[START Source records]

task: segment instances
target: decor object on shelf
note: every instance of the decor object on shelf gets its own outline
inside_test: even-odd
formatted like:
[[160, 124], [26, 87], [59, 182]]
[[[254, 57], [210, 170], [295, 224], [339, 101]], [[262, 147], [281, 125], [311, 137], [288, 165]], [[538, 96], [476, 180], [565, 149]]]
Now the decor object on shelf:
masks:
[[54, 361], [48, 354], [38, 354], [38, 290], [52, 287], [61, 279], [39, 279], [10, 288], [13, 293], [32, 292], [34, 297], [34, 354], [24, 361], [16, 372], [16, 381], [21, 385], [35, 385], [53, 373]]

[END Source records]

**Task**
Copy out every line of the data above, requests included, but shift the outline coordinates in the answers by adding 149 to each number.

**Response below**
task: segment instances
target: decor object on shelf
note: every instance of the decor object on shelf gets its own outline
inside_test: even-odd
formatted like:
[[160, 124], [26, 87], [59, 182]]
[[[254, 57], [210, 170], [295, 224], [339, 101]], [[262, 147], [281, 125], [311, 137], [288, 165]], [[538, 96], [476, 180], [565, 149]]]
Now the decor object on shelf:
masks:
[[203, 510], [197, 503], [187, 503], [187, 439], [201, 436], [210, 428], [188, 428], [159, 437], [162, 442], [181, 441], [183, 446], [183, 503], [173, 510], [165, 521], [165, 530], [170, 534], [184, 534], [202, 522]]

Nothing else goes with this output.